### TASK DIRECTIONS
Your answer must be an exact copy of every record below.

──────── MATERIALS PROVIDED

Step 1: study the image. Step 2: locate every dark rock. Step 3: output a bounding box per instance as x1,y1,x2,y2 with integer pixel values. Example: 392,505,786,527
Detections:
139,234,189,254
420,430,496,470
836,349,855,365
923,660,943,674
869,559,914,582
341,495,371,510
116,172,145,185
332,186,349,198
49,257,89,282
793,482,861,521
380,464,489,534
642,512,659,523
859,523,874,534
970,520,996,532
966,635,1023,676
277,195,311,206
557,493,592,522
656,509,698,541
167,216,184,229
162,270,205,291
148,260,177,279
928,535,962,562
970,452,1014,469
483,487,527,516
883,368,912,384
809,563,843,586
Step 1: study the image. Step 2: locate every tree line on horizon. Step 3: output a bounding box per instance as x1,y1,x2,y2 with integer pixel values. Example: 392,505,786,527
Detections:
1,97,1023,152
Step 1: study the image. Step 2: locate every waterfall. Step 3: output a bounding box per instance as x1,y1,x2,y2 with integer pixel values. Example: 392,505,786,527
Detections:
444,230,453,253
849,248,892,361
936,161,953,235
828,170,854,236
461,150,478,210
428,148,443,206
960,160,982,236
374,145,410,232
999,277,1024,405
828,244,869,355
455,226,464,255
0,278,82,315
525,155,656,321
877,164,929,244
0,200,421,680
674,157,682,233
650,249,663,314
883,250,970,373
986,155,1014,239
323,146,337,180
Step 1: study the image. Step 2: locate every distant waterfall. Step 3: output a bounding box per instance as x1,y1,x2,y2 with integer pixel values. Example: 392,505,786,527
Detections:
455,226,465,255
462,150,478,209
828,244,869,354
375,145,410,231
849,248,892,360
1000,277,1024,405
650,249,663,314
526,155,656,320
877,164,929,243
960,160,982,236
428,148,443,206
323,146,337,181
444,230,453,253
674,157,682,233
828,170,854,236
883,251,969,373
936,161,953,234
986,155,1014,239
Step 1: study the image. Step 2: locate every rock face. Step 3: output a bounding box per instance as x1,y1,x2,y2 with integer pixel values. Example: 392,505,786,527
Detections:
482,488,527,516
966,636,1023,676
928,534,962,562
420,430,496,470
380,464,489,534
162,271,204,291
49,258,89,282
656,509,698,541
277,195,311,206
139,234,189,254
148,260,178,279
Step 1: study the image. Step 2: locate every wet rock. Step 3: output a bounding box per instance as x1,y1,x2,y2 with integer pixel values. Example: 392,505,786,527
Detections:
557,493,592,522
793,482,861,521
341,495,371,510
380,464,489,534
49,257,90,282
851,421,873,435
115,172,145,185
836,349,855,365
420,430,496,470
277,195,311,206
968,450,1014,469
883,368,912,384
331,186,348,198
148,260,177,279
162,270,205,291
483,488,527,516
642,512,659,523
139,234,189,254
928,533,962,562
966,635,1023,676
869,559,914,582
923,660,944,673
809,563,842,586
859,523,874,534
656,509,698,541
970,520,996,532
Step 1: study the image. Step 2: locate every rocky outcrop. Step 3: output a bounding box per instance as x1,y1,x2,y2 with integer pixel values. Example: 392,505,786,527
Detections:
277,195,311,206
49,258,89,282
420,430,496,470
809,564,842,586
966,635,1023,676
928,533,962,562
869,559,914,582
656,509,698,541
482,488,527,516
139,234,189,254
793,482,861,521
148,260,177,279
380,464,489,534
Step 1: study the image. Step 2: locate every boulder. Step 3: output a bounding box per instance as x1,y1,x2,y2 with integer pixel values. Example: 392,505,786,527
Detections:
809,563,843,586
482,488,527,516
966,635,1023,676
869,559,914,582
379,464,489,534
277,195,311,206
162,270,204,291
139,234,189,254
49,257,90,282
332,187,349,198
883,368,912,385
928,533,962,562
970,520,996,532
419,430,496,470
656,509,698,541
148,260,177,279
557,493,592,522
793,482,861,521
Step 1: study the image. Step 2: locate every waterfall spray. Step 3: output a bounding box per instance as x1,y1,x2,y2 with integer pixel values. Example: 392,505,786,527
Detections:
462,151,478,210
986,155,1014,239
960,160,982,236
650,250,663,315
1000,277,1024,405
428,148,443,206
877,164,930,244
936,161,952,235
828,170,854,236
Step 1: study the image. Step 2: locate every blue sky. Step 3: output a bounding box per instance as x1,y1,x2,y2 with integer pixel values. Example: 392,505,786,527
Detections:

────────────────

### RESPONSE TO THE EXERCISE
Step 1: study the image. Step 2: locate every dark rock. Step 3: output a bounding box per instance as x1,y1,x2,y2 with integer pixel values. Example: 392,505,786,527
Detections:
139,234,189,254
420,430,496,470
836,349,855,365
923,660,943,674
869,559,914,582
341,495,371,510
116,172,145,185
332,186,349,198
49,257,89,282
793,482,861,521
380,464,489,534
642,512,659,523
859,523,874,534
970,520,996,532
966,635,1023,676
277,195,311,206
557,493,592,522
656,509,698,541
167,216,184,229
162,270,205,291
148,260,177,279
928,535,962,562
970,452,1014,469
483,487,527,516
883,368,912,384
809,563,843,586
Step 1: study the image. Step 2: locate every tree line on horizon. Step 3: output a bounding box per instance as x1,y1,x2,y2 with integer pixel values. Example: 392,505,786,527
Detections:
1,97,1023,152
Step 1: study the image. Step 2: locate every waterfall. Step 3: output a bounding box per instance as x1,y1,x2,y2 with integer pixel values. Example: 392,505,786,527
Detections:
444,230,453,253
849,248,892,361
936,161,953,235
828,170,854,236
461,150,478,210
428,148,443,206
960,160,982,236
374,145,410,232
999,277,1024,405
828,244,869,355
455,226,464,255
0,278,82,315
525,155,656,321
877,164,929,244
0,200,421,680
674,157,682,233
650,249,663,314
883,250,970,373
986,155,1014,239
323,146,337,180
Step 1: study the image. Step 2: locate every distant waterfall. Step 3: output a bounding box per instance as x1,y1,x2,y2 with integer pixel values. Example: 392,505,786,527
Detections:
455,226,465,255
462,150,478,209
828,244,869,354
375,145,410,231
849,248,892,360
1000,277,1024,405
650,249,663,314
526,155,656,320
877,164,929,243
960,160,982,236
428,148,443,206
323,146,337,181
444,230,453,253
674,157,682,233
828,170,854,236
883,251,969,373
936,161,953,234
986,155,1014,239
Step 1: study the image. Step 2: locate every rock face. Step 3: output a bounding box per instance as x1,y1,x2,y2 with integer pixel values. Example: 392,505,786,527
Detections:
482,488,527,516
966,636,1023,676
928,534,962,562
420,430,496,470
380,464,489,534
162,271,204,291
49,258,89,282
656,509,698,541
277,195,311,206
139,234,189,254
148,260,178,279
Step 1: study the image. Step 2: locate every wet rock. Step 3: output a bounding box per instance as x1,y1,x2,y2 with integer pixel values. Example: 392,505,786,527
Detections:
557,493,592,522
793,482,861,521
341,495,371,510
380,464,489,534
49,257,90,282
851,421,873,435
115,172,145,185
836,349,855,365
420,430,496,470
277,195,311,206
968,450,1014,469
883,368,912,384
331,186,348,198
148,260,177,279
162,270,205,291
483,488,527,516
642,512,659,523
139,234,189,254
928,533,962,562
966,635,1023,676
869,559,914,582
923,660,944,673
809,563,842,586
859,523,874,534
656,509,698,541
970,520,996,532
Step 1: study the image. Step 2: locate every rocky outcrop. Step 3: output a bounding box per instance as x1,y1,x2,y2 with integer pixel values. Example: 392,505,786,527
Detections:
277,195,311,206
49,258,89,282
420,430,496,470
809,564,842,586
966,635,1023,676
928,533,962,562
869,559,914,582
656,509,698,541
482,488,527,516
139,234,189,254
793,482,861,521
148,260,177,279
380,464,489,534
Step 1: study the image. Step 2: locate every boulder. Step 3: output a bounding box per instance as x1,y1,x2,y2 with integer pixel values. Example: 392,505,786,527
Detections:
809,563,843,586
482,488,527,516
966,635,1023,676
869,559,914,582
379,464,489,534
277,195,311,206
162,270,204,291
139,234,189,254
49,257,90,282
332,187,349,198
883,368,912,385
928,533,962,562
970,520,996,532
419,430,496,470
656,509,698,541
148,260,177,279
557,493,592,522
793,482,861,521
Step 1: study the image. Step 2: locate every waterfall spray. Step 3: output a bounding box per instance as x1,y1,x2,y2 with integer pixel values. Example: 392,505,786,527
Detections:
462,151,478,210
986,155,1014,239
960,160,982,236
650,250,663,315
1000,277,1024,405
428,148,443,206
877,164,930,244
936,161,952,235
828,170,854,236
Step 1: study the image. Step 2: locate every blue sky. Step 3: output a bounding box per instance as x1,y1,x2,y2 with integer pixel values. Example: 392,505,786,527
Detections:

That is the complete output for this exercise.